The records:

--- --- ---

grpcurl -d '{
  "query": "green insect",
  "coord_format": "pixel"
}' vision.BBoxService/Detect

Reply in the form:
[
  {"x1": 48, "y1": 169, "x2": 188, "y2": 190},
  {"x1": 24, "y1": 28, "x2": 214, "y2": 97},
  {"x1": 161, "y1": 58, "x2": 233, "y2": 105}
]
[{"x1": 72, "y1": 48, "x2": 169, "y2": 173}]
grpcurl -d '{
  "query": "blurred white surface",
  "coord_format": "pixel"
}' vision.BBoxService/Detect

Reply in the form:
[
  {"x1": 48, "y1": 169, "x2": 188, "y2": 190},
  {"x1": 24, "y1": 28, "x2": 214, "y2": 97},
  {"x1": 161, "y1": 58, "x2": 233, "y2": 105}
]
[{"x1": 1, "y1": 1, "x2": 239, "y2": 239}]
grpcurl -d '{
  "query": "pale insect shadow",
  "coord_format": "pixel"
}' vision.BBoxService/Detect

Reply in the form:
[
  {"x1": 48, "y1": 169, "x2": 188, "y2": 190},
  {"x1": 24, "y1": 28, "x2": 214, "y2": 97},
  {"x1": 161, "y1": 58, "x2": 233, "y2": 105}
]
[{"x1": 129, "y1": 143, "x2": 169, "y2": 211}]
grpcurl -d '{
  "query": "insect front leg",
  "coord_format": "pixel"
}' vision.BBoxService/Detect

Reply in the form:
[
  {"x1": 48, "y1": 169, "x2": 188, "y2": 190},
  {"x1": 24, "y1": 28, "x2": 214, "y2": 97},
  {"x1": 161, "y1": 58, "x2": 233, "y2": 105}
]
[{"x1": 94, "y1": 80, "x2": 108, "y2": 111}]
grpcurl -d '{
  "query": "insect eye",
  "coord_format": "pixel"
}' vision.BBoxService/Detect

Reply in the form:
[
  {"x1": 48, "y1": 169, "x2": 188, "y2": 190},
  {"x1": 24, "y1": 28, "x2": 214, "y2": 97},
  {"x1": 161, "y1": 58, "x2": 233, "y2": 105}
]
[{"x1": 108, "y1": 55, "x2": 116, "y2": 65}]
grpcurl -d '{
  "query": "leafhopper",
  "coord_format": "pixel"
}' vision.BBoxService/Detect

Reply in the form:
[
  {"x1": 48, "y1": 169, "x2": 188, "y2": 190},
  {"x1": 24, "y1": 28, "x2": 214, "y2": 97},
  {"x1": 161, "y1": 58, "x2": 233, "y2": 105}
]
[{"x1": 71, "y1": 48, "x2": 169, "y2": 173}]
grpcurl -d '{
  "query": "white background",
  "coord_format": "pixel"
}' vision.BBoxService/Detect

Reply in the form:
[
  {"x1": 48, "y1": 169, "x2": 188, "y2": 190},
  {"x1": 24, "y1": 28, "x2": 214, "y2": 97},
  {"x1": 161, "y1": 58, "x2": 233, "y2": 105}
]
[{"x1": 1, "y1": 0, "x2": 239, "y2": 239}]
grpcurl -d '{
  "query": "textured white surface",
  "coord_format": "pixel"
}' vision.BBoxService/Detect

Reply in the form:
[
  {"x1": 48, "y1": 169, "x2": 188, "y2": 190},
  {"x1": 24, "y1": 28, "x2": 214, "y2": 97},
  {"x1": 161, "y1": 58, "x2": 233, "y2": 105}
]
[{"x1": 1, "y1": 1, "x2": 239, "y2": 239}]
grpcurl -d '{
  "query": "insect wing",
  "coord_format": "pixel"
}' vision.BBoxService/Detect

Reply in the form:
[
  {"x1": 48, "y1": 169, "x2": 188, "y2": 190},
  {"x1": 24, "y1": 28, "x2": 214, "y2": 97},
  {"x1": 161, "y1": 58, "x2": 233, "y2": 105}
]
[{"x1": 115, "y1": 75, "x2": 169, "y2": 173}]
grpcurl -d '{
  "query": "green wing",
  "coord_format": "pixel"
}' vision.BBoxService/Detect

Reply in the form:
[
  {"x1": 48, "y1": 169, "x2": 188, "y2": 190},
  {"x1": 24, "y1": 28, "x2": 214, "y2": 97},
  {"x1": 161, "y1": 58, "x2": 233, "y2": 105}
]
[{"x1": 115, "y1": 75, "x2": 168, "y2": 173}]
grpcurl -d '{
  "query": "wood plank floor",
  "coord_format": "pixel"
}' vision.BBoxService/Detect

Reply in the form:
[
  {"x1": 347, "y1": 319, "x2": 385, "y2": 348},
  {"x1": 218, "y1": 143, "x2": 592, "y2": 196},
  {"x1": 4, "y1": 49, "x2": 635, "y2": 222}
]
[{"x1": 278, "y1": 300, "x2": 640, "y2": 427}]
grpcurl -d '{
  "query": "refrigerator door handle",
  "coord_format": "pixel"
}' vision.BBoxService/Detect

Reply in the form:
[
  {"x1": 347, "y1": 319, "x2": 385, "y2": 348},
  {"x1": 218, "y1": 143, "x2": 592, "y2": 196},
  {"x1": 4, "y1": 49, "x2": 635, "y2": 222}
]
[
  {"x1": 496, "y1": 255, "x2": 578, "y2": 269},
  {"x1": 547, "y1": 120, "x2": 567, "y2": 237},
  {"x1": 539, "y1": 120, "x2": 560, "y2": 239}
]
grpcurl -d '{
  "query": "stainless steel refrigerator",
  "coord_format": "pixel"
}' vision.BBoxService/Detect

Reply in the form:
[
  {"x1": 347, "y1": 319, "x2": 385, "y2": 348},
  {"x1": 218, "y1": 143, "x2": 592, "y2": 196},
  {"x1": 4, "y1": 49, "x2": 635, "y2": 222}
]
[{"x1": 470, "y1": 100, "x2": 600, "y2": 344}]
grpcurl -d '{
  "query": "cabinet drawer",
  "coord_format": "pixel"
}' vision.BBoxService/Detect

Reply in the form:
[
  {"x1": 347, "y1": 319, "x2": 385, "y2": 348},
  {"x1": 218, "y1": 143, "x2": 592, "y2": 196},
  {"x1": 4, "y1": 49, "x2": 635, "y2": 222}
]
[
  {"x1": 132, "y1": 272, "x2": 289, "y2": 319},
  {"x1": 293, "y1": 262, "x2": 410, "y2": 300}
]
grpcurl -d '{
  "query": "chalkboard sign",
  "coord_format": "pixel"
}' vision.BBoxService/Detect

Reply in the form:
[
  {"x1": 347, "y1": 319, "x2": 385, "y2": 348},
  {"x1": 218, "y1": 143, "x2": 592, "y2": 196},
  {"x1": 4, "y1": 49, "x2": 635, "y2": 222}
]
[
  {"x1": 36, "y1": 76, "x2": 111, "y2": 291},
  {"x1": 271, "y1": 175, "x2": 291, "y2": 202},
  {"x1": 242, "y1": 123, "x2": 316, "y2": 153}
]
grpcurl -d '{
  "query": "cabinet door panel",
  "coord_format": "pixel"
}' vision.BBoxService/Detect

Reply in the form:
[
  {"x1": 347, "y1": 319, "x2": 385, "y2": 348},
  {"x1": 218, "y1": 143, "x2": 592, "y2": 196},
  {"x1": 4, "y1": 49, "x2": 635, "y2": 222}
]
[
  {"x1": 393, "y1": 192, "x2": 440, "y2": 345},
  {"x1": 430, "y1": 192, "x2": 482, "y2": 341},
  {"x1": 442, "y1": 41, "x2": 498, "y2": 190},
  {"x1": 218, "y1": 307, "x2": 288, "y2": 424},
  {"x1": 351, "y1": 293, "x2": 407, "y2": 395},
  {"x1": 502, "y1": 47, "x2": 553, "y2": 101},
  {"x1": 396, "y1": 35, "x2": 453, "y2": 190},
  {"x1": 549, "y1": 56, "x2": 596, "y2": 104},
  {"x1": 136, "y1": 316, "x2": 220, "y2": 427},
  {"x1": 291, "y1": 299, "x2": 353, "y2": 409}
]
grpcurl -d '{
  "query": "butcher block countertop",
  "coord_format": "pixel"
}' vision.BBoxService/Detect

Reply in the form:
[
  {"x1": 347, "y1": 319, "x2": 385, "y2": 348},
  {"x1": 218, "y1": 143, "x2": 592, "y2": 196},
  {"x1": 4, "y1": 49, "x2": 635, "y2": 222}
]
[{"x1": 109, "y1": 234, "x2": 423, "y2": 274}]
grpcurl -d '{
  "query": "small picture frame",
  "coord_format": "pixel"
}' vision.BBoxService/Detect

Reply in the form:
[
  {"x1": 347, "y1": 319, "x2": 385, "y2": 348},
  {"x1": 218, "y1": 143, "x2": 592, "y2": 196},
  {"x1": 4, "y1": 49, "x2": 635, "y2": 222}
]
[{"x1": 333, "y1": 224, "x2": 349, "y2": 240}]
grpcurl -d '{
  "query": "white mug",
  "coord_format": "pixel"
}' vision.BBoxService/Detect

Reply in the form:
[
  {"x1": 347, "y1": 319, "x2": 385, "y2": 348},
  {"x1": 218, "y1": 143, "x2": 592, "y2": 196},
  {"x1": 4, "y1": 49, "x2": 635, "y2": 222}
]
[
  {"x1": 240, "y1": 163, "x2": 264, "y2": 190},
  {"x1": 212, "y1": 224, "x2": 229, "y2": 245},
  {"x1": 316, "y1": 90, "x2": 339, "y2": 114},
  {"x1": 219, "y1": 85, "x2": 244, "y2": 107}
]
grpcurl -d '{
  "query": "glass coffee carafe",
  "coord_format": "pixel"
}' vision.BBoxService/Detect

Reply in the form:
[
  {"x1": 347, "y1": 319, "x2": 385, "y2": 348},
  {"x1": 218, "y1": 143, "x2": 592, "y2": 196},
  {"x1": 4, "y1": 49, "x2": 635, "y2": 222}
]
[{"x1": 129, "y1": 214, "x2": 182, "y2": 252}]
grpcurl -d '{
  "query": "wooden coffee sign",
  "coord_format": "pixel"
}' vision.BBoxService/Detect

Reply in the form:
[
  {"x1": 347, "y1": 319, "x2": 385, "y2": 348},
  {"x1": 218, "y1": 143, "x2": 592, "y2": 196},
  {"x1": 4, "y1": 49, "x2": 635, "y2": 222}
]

--- --- ---

What to produce: Gather every line of the rows above that contains the string "insect", and keep in mind that case counts.

Exercise output:
  "query": "green insect",
  "query": "pale insect shadow",
  "query": "insect front leg",
  "query": "insect eye",
  "query": "insect wing",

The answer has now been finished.